GIVEN PROBLEM:
Rewrite the material from its first line up to and including the line that contains "565], [317, 558]]", replacing "silver" with "gray" and leaving everything else unchanged.

----------------------------------------

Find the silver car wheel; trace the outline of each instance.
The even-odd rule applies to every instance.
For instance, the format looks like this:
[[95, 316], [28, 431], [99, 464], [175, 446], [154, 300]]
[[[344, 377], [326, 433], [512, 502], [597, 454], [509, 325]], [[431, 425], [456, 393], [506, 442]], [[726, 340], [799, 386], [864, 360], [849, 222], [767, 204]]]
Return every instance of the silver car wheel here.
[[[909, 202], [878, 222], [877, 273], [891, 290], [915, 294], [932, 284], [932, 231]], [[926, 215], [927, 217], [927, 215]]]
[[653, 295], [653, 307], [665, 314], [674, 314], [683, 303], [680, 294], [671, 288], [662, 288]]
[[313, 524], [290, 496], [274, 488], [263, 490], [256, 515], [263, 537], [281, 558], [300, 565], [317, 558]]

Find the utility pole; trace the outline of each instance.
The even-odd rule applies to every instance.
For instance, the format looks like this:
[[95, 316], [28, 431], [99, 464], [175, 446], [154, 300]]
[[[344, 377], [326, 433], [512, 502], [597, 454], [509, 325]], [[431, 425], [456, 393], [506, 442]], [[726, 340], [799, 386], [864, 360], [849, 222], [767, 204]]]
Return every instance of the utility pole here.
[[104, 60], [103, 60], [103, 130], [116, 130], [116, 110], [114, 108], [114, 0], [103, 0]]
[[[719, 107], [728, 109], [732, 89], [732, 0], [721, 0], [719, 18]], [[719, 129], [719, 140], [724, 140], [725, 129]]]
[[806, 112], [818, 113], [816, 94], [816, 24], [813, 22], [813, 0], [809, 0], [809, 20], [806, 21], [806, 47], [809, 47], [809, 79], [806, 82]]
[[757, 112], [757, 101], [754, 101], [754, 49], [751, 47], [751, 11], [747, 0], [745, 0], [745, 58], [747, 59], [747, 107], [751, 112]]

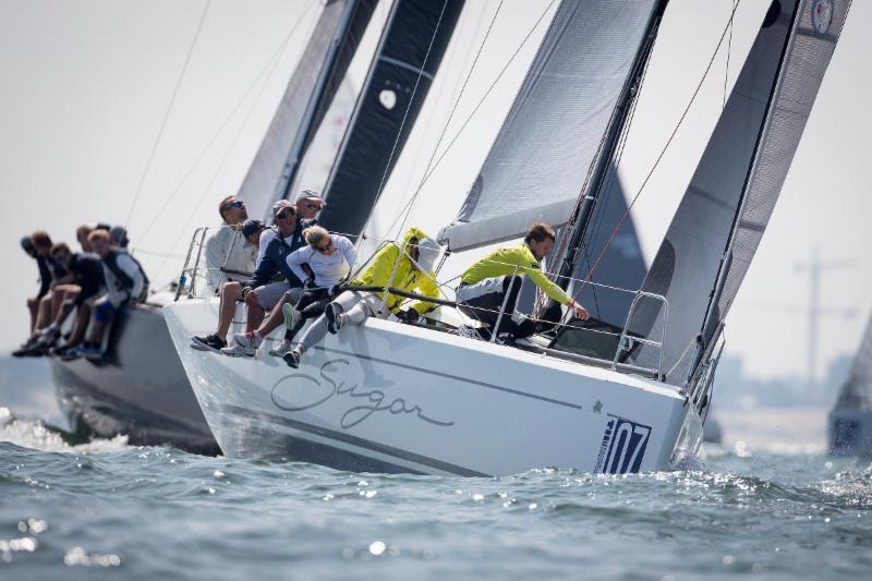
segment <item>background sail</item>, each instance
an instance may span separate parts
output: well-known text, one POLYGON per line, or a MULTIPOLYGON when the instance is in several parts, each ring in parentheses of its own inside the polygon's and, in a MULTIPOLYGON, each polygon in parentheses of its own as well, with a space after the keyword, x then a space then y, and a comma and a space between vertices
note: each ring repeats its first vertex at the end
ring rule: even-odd
MULTIPOLYGON (((671 370, 666 380, 673 385, 687 377, 722 258, 726 282, 715 298, 706 340, 736 298, 799 145, 846 11, 847 0, 775 0, 751 47, 643 283, 644 290, 665 294, 669 302, 664 367, 671 370), (812 14, 822 5, 832 5, 834 12, 826 29, 819 32, 812 14), (725 255, 734 222, 735 243, 725 255)), ((652 302, 647 307, 640 311, 631 330, 647 335, 661 328, 659 305, 652 302)), ((641 346, 632 359, 653 367, 657 355, 657 349, 641 346)))
POLYGON ((872 409, 872 314, 869 316, 860 350, 853 358, 848 380, 841 387, 836 400, 836 409, 839 408, 872 409))
POLYGON ((560 4, 443 243, 461 251, 567 222, 656 4, 560 4))
MULTIPOLYGON (((580 247, 581 256, 571 275, 576 280, 586 278, 591 266, 608 243, 613 228, 627 211, 627 195, 621 187, 617 171, 609 169, 607 173, 611 179, 600 194, 595 214, 580 247)), ((633 294, 608 287, 637 290, 642 286, 646 274, 647 266, 635 225, 632 216, 628 215, 591 276, 591 282, 604 286, 586 285, 578 295, 578 300, 597 320, 623 327, 633 294)), ((570 285, 567 291, 574 296, 576 285, 570 285)))
POLYGON ((240 186, 251 216, 268 215, 284 197, 300 160, 324 118, 377 0, 327 0, 264 141, 240 186))
POLYGON ((358 235, 393 169, 463 0, 396 0, 325 187, 326 228, 358 235), (423 72, 422 72, 423 71, 423 72), (396 144, 396 147, 395 147, 396 144))

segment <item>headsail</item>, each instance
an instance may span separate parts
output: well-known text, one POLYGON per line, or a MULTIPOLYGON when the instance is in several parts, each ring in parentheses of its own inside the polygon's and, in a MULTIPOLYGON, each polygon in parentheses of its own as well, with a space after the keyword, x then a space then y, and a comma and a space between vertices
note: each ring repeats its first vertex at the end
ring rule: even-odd
POLYGON ((240 186, 251 216, 286 196, 300 160, 344 76, 377 0, 326 0, 261 148, 240 186))
MULTIPOLYGON (((643 290, 666 295, 666 380, 682 385, 698 338, 724 320, 780 193, 847 14, 848 0, 773 1, 643 290), (711 306, 711 308, 710 308, 711 306), (705 322, 705 330, 701 326, 705 322)), ((631 330, 659 328, 647 303, 631 330)), ((697 350, 699 351, 699 350, 697 350)), ((640 346, 637 365, 659 351, 640 346)))
POLYGON ((319 220, 358 235, 424 105, 464 0, 396 0, 325 187, 319 220))
POLYGON ((569 220, 659 4, 560 4, 443 243, 461 251, 569 220))

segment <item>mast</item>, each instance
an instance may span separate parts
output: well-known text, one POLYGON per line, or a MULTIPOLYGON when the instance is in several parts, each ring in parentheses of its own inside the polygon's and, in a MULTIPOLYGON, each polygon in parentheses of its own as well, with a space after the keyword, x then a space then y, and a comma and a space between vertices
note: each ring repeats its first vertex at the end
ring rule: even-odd
POLYGON ((603 146, 591 173, 591 180, 588 187, 582 191, 579 197, 580 207, 576 211, 577 218, 568 225, 570 231, 569 243, 560 259, 560 268, 557 273, 558 278, 556 281, 564 290, 569 286, 570 277, 576 271, 579 256, 582 252, 582 241, 588 233, 588 227, 590 226, 594 207, 603 193, 606 183, 605 178, 610 173, 608 169, 611 165, 615 148, 620 140, 620 135, 626 128, 630 110, 632 109, 632 102, 639 95, 645 66, 651 59, 654 40, 657 37, 657 31, 663 21, 663 13, 666 10, 667 3, 668 0, 662 0, 652 12, 651 22, 645 31, 645 40, 639 47, 631 74, 627 77, 627 85, 613 113, 611 121, 603 141, 603 146))

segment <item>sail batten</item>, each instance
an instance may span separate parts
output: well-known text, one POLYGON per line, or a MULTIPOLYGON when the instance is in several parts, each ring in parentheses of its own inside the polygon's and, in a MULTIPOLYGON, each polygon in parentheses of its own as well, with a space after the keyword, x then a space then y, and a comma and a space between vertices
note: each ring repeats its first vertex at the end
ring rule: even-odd
POLYGON ((658 5, 560 4, 443 243, 462 251, 569 221, 658 5))

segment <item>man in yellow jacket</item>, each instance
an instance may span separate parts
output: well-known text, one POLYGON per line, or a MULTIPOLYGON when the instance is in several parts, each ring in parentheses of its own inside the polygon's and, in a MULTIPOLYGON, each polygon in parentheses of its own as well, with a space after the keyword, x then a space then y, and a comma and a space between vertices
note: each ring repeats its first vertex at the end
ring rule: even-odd
MULTIPOLYGON (((530 337, 536 330, 535 322, 514 312, 514 303, 523 283, 522 277, 528 277, 550 299, 568 305, 576 318, 586 320, 590 317, 588 311, 548 280, 542 271, 540 263, 553 247, 554 229, 546 223, 534 223, 526 232, 523 243, 492 252, 460 276, 461 281, 457 289, 458 308, 487 325, 491 332, 496 332, 506 342, 530 337), (500 319, 499 312, 504 303, 506 311, 500 319), (497 319, 499 328, 495 329, 497 319)), ((549 312, 543 318, 556 322, 559 317, 560 313, 556 311, 549 312)), ((471 329, 461 329, 462 335, 475 332, 470 331, 471 329)))
MULTIPOLYGON (((433 266, 439 256, 439 244, 417 228, 410 228, 401 245, 390 243, 379 250, 373 264, 355 278, 352 287, 393 288, 407 292, 417 291, 424 296, 438 298, 439 289, 433 266)), ((346 325, 361 325, 371 316, 387 318, 391 313, 400 319, 416 319, 433 308, 434 304, 415 301, 407 311, 400 306, 407 299, 385 291, 346 291, 337 296, 312 326, 300 338, 300 342, 288 354, 284 362, 298 367, 300 360, 312 346, 317 344, 327 332, 336 334, 346 325)))

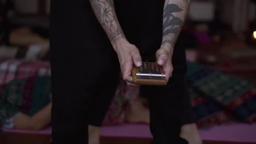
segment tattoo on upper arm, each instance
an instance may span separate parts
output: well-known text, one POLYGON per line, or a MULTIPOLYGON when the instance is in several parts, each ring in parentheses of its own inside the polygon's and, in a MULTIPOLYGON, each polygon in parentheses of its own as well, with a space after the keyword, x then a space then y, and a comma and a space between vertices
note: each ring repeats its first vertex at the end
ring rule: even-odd
POLYGON ((110 41, 120 34, 123 35, 115 15, 113 0, 90 0, 90 3, 96 16, 110 41))
MULTIPOLYGON (((187 7, 189 0, 183 1, 185 2, 184 6, 187 7)), ((166 1, 164 9, 162 44, 170 43, 173 46, 184 23, 183 18, 176 16, 175 13, 183 13, 184 10, 177 4, 169 3, 169 1, 166 1)))

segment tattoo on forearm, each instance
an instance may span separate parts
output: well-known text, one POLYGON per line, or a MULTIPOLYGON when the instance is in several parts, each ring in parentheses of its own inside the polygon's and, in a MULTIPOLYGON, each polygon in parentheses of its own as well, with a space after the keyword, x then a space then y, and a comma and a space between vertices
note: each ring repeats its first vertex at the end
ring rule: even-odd
POLYGON ((166 0, 164 8, 163 33, 162 44, 169 43, 173 46, 181 32, 184 23, 185 11, 187 11, 190 0, 184 1, 183 8, 181 4, 171 3, 166 0), (184 7, 184 8, 183 8, 184 7))
POLYGON ((124 35, 115 14, 113 0, 90 0, 92 9, 108 35, 113 41, 124 35))
POLYGON ((190 2, 190 0, 183 0, 183 2, 185 3, 185 6, 188 7, 190 2))

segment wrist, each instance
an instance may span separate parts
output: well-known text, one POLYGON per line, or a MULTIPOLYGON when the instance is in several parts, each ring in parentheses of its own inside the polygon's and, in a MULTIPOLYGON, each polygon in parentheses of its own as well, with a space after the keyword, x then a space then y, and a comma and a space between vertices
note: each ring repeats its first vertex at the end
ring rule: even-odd
POLYGON ((129 42, 124 35, 119 34, 111 41, 111 44, 114 50, 117 51, 123 45, 129 44, 129 42))
POLYGON ((164 49, 168 53, 171 52, 172 53, 172 51, 173 50, 173 46, 171 44, 166 43, 161 45, 160 49, 164 49))

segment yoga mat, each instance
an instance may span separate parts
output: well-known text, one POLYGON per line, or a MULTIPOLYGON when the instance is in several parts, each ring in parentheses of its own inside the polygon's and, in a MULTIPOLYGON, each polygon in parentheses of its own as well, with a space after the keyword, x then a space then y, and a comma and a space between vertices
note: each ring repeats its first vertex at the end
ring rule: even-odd
MULTIPOLYGON (((3 128, 3 131, 27 134, 50 134, 51 128, 39 131, 29 131, 3 128)), ((246 124, 230 123, 200 129, 203 140, 256 142, 256 123, 246 124)), ((116 126, 104 126, 102 136, 152 138, 147 124, 125 124, 116 126)))

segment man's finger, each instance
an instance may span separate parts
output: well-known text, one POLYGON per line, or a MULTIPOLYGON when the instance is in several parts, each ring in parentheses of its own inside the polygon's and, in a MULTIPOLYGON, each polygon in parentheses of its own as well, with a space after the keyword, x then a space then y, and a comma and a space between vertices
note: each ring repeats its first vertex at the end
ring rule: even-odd
POLYGON ((132 77, 131 75, 124 75, 123 79, 129 82, 133 83, 133 79, 132 79, 132 77))
POLYGON ((164 70, 164 72, 165 73, 165 75, 166 75, 166 80, 168 81, 170 77, 172 76, 172 70, 173 70, 172 67, 164 67, 163 70, 164 70))
POLYGON ((138 50, 134 50, 131 52, 131 55, 135 65, 141 67, 142 64, 142 60, 139 54, 139 51, 138 50))
POLYGON ((165 64, 167 60, 167 52, 165 50, 162 49, 158 50, 156 54, 158 64, 160 65, 165 64))

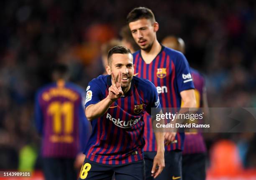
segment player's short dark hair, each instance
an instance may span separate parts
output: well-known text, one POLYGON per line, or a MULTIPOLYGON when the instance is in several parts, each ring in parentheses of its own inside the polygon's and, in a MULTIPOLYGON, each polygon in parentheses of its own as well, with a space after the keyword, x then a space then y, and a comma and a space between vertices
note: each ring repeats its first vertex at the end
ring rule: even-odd
POLYGON ((136 21, 141 19, 150 20, 151 22, 156 22, 155 16, 152 11, 145 7, 136 8, 131 11, 126 18, 127 23, 136 21))
POLYGON ((131 50, 126 47, 120 45, 115 46, 108 51, 108 63, 109 65, 110 65, 111 63, 111 57, 114 54, 131 54, 132 55, 131 50))
POLYGON ((122 28, 120 32, 120 35, 123 39, 125 39, 131 43, 134 51, 137 51, 140 49, 140 47, 134 40, 133 37, 133 35, 128 25, 125 25, 122 28))

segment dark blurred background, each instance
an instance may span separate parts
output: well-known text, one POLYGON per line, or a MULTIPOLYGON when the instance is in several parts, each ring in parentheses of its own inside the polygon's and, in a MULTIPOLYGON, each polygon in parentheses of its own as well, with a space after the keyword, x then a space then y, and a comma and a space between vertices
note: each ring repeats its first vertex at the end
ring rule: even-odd
MULTIPOLYGON (((0 169, 40 169, 34 97, 50 81, 51 65, 67 65, 71 80, 85 88, 104 71, 101 45, 120 38, 128 12, 140 6, 154 12, 159 41, 170 35, 183 39, 191 66, 206 78, 209 107, 256 106, 254 0, 2 0, 0 169)), ((205 136, 210 151, 228 139, 244 168, 256 168, 254 134, 205 136)))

----------------------------------------

FINAL RESULT:
Find the gray car wheel; trace the outline of each instance.
The even-odd rule applies to every instance.
For instance, the format looks like this:
[[95, 316], [28, 431], [99, 464], [175, 446], [154, 300]]
[[[344, 377], [326, 433], [512, 502], [597, 454], [509, 325]], [[431, 425], [456, 393], [506, 442]], [[726, 340], [799, 386], [864, 360], [849, 222], [767, 204]]]
Return every instance of the gray car wheel here.
[[[909, 202], [878, 222], [877, 273], [891, 290], [915, 294], [932, 284], [932, 231]], [[926, 215], [927, 217], [927, 215]]]
[[653, 295], [653, 307], [665, 314], [674, 314], [683, 303], [680, 294], [671, 288], [662, 288]]
[[313, 524], [290, 496], [274, 488], [263, 490], [256, 515], [263, 537], [281, 558], [300, 565], [317, 558]]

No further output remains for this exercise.